* What you have to do *
Return the entries in full, exactly as they were written.

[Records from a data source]
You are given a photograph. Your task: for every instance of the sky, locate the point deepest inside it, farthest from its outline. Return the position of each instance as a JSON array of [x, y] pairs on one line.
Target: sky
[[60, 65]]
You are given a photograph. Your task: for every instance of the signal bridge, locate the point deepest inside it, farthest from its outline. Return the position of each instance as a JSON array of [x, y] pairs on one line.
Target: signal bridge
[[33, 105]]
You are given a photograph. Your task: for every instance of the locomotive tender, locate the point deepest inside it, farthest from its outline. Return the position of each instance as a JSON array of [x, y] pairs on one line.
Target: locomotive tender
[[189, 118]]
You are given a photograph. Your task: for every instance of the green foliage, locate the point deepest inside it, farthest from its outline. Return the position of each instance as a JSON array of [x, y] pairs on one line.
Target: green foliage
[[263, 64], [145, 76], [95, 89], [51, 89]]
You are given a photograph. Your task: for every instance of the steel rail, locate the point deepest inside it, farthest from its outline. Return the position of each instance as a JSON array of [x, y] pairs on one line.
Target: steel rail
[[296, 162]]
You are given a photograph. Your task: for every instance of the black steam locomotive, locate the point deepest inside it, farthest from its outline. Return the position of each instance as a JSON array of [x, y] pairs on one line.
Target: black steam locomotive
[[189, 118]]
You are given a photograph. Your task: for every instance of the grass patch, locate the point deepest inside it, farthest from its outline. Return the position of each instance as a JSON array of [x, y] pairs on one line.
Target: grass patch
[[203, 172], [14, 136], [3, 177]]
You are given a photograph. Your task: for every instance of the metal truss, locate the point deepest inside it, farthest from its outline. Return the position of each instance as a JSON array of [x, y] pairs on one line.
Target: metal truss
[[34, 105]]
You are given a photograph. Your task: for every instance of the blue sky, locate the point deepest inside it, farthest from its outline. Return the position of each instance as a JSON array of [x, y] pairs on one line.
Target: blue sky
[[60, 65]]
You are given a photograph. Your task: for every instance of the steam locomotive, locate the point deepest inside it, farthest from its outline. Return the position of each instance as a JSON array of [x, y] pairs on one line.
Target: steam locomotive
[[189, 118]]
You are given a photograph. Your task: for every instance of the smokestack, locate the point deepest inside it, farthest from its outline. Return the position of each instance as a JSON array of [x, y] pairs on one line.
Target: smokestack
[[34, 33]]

* Exercise solution *
You are given a photograph. Your task: for every instance of the sky, locate the point deepest inside it, farthest from its outline. Return the position of each instance as a JSON array of [x, y] pairs on one line.
Target: sky
[[60, 65]]
You are given a photograph. Your task: for every instance of the signal bridge, locate the point deepest inside it, farthest from its outline. Return the position of each instance as a JSON array of [x, y] pairs on one line.
Target: signal bridge
[[33, 105]]
You are given a photograph. Your task: for every instance of the locomotive tender, locate the point deepest inside it, farthest from its outline. Return the position of each instance as a JSON array of [x, y] pairs on one line.
Target: locomotive tender
[[189, 118]]
You are given a photograph. Your task: for every instance of the green foliage, locate the point deepest inside it, farthest from its outline. Return the position of each instance as a JSON array of [x, y] pairs on one line.
Target: green foliage
[[263, 64], [145, 76], [95, 89], [51, 89]]
You are given a photograph. Your task: for every instance of the steel rail, locate the point deepest inside it, farthest from its outline. Return the position of each instance as a JSON array of [x, y] pairs on one line.
Target: steel rail
[[296, 162]]
You are given a photograph. Your task: for every instance of the black steam locomotive, locate the point deepest inside it, farthest from its outline. Return the position of each instance as a JSON array of [x, y] pairs on one line.
Target: black steam locomotive
[[189, 118]]
You are given a photograph. Your task: for every instance of the grass patch, locate the point deepest inside it, farthest from its outline. Return the position of each instance as a JSON array of [x, y] pairs on one line.
Target: grass patch
[[203, 172], [14, 136], [3, 177]]
You are given a photograph. Your task: for every instance of the metal truss, locate the point deepest inside it, farthest from its outline. Return the position of each instance as a JSON array of [x, y] pairs on one line.
Target: metal truss
[[34, 105]]
You are given a photograph. Your task: for every instance of the blue sky, locate the point deepest inside it, farthest from its outline. Return the position of each instance as a JSON array of [x, y] pairs on one line.
Target: blue sky
[[60, 65]]
You are given a photograph. Your task: for every instance of the steam locomotive, locate the point deepest inside it, farthest from its outline. Return the position of each instance as a JSON array of [x, y] pairs on one line.
Target: steam locomotive
[[189, 118]]
You are given a photograph. Your task: for every instance of the smokestack, locate the point deepest inside it, farthest from its outline. Return the position of each instance as a JSON array of [x, y] pairs on one line.
Target: smokestack
[[34, 33]]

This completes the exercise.